Reading text ->
Survivors of abuse at Catholic orphanages say they are bitterly disappointed by a decision by the Royal Commission into Child Sex Abuse to allow Cardinal George Pell to give evidence via video link.
The Royal Commission into Institutional Responses to Child Sexual Abuse on Monday excused Pell from giving evidence in person, instead allowing him to appear before the inquiry via video link from Rome.
He is expected to give evidence on church abuse and the management of abusive priests in Ballarat.
Commission Chair, Justice Peter McClellan, said he accepted medical evidence there would be a risk to the 74-year-old's health if he is forced to fly to Australia to give evidence.
"There is a risk to his health if he undertook such travel at the present time," McClellan said while delivering his ruling on Monday.
"Having regard to the nature of his ailments it could not be expected that his health is likely to improve and remove those risks.
"Although it remains preferable that he gives evidence in Australia, when the alternative that he give evidence by video link is available the Commissioners are satisfied that course should be adopted."

Supplied information ->
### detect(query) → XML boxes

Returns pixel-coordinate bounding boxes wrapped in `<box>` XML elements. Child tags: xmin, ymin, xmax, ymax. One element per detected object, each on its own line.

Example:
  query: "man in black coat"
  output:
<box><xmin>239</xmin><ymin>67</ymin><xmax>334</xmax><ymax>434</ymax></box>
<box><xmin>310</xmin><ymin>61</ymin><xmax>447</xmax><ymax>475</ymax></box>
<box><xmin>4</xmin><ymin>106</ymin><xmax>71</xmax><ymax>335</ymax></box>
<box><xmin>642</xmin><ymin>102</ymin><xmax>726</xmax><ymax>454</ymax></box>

...

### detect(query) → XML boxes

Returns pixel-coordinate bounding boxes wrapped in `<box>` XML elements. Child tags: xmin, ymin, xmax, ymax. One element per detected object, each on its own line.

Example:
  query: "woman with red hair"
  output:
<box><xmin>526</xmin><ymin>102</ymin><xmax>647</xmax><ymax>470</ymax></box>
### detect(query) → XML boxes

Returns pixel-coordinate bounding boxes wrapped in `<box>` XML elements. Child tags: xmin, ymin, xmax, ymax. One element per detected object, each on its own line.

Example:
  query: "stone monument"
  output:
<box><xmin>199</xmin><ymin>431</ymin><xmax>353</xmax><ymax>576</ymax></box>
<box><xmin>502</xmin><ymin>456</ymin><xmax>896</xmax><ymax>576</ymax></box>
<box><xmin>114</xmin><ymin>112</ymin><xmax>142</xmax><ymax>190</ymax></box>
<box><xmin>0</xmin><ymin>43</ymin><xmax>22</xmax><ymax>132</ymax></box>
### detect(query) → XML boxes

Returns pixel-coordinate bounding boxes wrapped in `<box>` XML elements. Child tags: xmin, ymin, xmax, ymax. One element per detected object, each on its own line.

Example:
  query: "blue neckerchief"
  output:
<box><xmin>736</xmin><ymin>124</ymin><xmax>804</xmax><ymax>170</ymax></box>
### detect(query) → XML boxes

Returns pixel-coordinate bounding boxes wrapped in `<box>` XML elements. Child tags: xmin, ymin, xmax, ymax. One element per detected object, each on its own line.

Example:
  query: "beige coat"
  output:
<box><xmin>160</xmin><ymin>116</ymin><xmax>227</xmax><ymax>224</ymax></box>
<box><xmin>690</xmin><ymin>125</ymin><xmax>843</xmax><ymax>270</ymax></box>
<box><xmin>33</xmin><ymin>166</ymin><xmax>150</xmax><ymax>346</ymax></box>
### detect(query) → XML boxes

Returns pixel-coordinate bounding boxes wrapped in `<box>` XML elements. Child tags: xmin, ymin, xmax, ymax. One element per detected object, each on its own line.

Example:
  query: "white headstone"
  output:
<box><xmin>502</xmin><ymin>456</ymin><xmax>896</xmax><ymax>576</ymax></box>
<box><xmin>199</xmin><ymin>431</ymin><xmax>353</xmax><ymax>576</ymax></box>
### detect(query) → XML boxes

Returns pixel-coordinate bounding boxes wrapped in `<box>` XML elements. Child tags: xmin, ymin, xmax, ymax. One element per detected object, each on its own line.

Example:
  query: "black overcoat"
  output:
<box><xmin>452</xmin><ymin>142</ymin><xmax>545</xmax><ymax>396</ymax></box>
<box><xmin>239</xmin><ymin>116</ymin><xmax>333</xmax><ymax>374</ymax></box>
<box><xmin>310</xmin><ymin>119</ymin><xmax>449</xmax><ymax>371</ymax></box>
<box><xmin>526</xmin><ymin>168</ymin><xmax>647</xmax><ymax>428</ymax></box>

Problem -> Repeat the news report on Cardinal Pell's video-link evidence word for word, in full. The items are unrelated to this news text and stand as separate material.

Answer to this exercise ->
Survivors of abuse at Catholic orphanages say they are bitterly disappointed by a decision by the Royal Commission into Child Sex Abuse to allow Cardinal George Pell to give evidence via video link.
The Royal Commission into Institutional Responses to Child Sexual Abuse on Monday excused Pell from giving evidence in person, instead allowing him to appear before the inquiry via video link from Rome.
He is expected to give evidence on church abuse and the management of abusive priests in Ballarat.
Commission Chair, Justice Peter McClellan, said he accepted medical evidence there would be a risk to the 74-year-old's health if he is forced to fly to Australia to give evidence.
"There is a risk to his health if he undertook such travel at the present time," McClellan said while delivering his ruling on Monday.
"Having regard to the nature of his ailments it could not be expected that his health is likely to improve and remove those risks.
"Although it remains preferable that he gives evidence in Australia, when the alternative that he give evidence by video link is available the Commissioners are satisfied that course should be adopted."